Can you revise the records below so that every "one dot per instance" becomes "one point per instance", with nothing else changed? Leave the pictures out of your version.

--- Extracted information ---

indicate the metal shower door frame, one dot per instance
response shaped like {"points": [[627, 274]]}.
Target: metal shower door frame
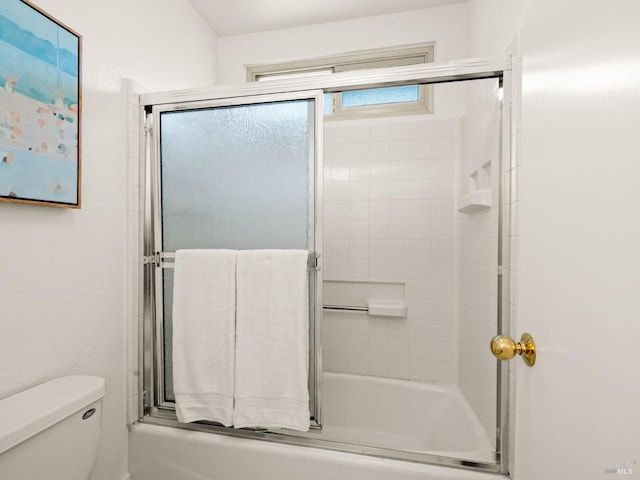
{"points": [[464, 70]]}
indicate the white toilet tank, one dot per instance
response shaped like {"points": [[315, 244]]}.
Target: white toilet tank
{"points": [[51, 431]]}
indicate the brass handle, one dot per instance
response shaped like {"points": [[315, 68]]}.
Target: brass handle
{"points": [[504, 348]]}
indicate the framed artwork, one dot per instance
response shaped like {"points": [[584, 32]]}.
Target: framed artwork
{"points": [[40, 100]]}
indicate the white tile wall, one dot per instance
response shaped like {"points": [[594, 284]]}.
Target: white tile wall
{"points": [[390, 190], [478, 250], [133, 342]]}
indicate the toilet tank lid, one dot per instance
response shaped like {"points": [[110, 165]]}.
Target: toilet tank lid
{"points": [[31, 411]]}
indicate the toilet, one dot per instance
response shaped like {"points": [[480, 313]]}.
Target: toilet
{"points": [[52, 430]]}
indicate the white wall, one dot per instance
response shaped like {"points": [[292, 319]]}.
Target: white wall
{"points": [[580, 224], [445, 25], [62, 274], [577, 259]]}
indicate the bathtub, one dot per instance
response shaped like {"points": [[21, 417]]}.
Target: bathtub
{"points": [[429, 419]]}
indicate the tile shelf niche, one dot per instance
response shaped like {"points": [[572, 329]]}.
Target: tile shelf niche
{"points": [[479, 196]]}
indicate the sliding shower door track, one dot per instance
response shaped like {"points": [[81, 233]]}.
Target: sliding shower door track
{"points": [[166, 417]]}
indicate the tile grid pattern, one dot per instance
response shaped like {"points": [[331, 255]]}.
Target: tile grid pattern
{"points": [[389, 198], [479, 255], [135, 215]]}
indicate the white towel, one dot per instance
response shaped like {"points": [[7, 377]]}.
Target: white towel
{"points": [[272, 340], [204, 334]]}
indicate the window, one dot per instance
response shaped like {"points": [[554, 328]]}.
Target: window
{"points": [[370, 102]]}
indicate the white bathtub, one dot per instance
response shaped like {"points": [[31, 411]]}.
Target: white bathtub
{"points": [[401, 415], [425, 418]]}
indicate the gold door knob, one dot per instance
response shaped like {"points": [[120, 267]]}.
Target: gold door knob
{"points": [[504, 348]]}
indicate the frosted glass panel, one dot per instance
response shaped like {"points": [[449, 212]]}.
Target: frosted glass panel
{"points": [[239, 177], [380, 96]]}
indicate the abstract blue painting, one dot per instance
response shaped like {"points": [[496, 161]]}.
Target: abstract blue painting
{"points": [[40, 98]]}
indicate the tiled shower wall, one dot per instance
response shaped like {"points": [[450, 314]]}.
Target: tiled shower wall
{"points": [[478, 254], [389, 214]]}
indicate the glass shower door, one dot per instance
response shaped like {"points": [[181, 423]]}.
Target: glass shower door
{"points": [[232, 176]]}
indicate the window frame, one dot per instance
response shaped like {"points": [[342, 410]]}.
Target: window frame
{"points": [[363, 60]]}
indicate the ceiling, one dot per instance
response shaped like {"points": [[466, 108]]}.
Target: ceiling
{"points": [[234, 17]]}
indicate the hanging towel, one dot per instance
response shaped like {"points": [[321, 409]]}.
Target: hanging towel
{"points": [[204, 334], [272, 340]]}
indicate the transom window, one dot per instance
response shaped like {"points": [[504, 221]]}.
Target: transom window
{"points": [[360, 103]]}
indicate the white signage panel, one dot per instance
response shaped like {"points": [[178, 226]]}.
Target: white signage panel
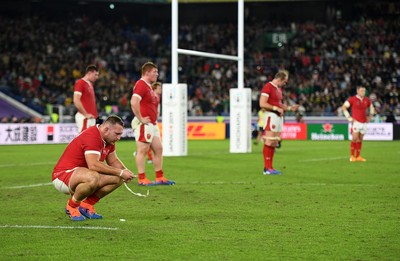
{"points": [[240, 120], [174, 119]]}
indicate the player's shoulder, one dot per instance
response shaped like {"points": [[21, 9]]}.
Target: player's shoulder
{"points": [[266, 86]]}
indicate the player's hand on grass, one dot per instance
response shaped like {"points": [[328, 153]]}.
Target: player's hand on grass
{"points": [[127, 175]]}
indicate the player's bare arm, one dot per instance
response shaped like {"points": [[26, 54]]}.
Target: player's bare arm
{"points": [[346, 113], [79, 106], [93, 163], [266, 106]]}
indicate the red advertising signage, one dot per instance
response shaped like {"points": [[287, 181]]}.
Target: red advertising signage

---

### Written answer
indicate the metal shower door frame, one point per instance
response shaped like {"points": [[627, 274]]}.
Target: metal shower door frame
{"points": [[464, 70]]}
indicate the white toilet tank, one point per instance
response shaped like {"points": [[315, 244]]}.
Target: white toilet tank
{"points": [[51, 431]]}
indicate the brass handle, one point per instance
response shaped like {"points": [[315, 68]]}.
Target: brass handle
{"points": [[504, 348]]}
indicate the framed artwork, one point per instance
response shaped like {"points": [[584, 32]]}.
Target: framed artwork
{"points": [[40, 100]]}
indicate the white tile wall, one point per instance
response shaped like {"points": [[594, 284]]}.
Target: white tile wall
{"points": [[390, 190], [478, 250], [133, 342]]}
indicate the toilet tank lid, one point per instance
response shaped like {"points": [[110, 165]]}.
Target: toilet tank lid
{"points": [[31, 411]]}
indicate the toilet, one point per instance
response shaped like {"points": [[480, 313]]}.
Target: toilet
{"points": [[52, 430]]}
indicate the white wall, one point per instance
response shaped like {"points": [[292, 319]]}.
Target: white wall
{"points": [[580, 224], [445, 25], [62, 274], [577, 259]]}
indicate the bathtub, one point per instance
response shaped like {"points": [[21, 417]]}.
Target: bathtub
{"points": [[429, 419]]}
indicate the tile shelf niche, one point per instance
response shaped like {"points": [[572, 329]]}.
Target: tile shelf niche
{"points": [[479, 196]]}
indicate the sliding shower door track, one point per instance
response shaped like {"points": [[81, 233]]}.
Target: sliding shower door track
{"points": [[166, 417]]}
indicate the tile grid pattern, one point per instance
response shaped like {"points": [[331, 255]]}.
Target: tile grid pattern
{"points": [[389, 198], [479, 255], [135, 215]]}
indicate the white towel, one point per instance
response shaped like {"points": [[7, 377]]}.
Target: white towel
{"points": [[272, 340], [204, 334]]}
indicate the window, one point per instance
response shaped like {"points": [[554, 328]]}.
Target: window
{"points": [[370, 102]]}
indicate the white bathtub, one point per instance
response shaped like {"points": [[31, 411]]}.
Target: white bathtub
{"points": [[401, 415], [425, 418]]}
indicate the gold door knob, one point per instance
response shaped like {"points": [[120, 267]]}.
Target: gold door knob
{"points": [[504, 348]]}
indicate the frosted glass panel, one point per instance
response shaped like {"points": [[449, 212]]}.
Target: frosted glass panel
{"points": [[239, 177], [380, 96]]}
indicate the abstract blue painting, one point per instance
response shaped like {"points": [[496, 161]]}.
Target: abstract blue painting
{"points": [[40, 98]]}
indicate the tiled shower wall, one point per instance
response shaped like {"points": [[450, 314]]}.
Target: tiled shower wall
{"points": [[478, 254], [389, 214]]}
indicate the glass shower door, one point per instance
response shaped like {"points": [[181, 423]]}.
Target: glass shower door
{"points": [[232, 176]]}
indicate the window frame, one point per instance
response shaped like {"points": [[342, 410]]}.
Target: window frame
{"points": [[363, 60]]}
indicate the ceiling, one point per instance
response shaped like {"points": [[466, 108]]}.
Target: ceiling
{"points": [[234, 17]]}
indicate the hanging towel, one point per instance
response shaped like {"points": [[321, 409]]}.
Target: hanging towel
{"points": [[204, 334], [272, 340]]}
indicate the transom window, one point per instance
response shaped like {"points": [[504, 221]]}.
Target: transom window
{"points": [[360, 103]]}
indicate the white signage panel, one point per instance
response shaped like {"points": [[178, 226]]}.
Target: white signage panel
{"points": [[240, 120], [174, 119]]}
indicate the player's shoulder, one point per instance
response shaped like {"points": [[21, 9]]}.
Target: player's shoulder
{"points": [[266, 86]]}
indicate the player's hand on grass, one point per instance
response shaped like {"points": [[328, 153]]}.
Target: player's hand on grass
{"points": [[127, 175]]}
indicate the player's bare arm, one point per instance
response shaped like {"points": [[26, 54]]}.
Target: player's bare arm
{"points": [[346, 113], [79, 106], [93, 163], [266, 106]]}
indicate the red advertising signage, one point per instance
response shaped like {"points": [[287, 181]]}.
Target: red advertising signage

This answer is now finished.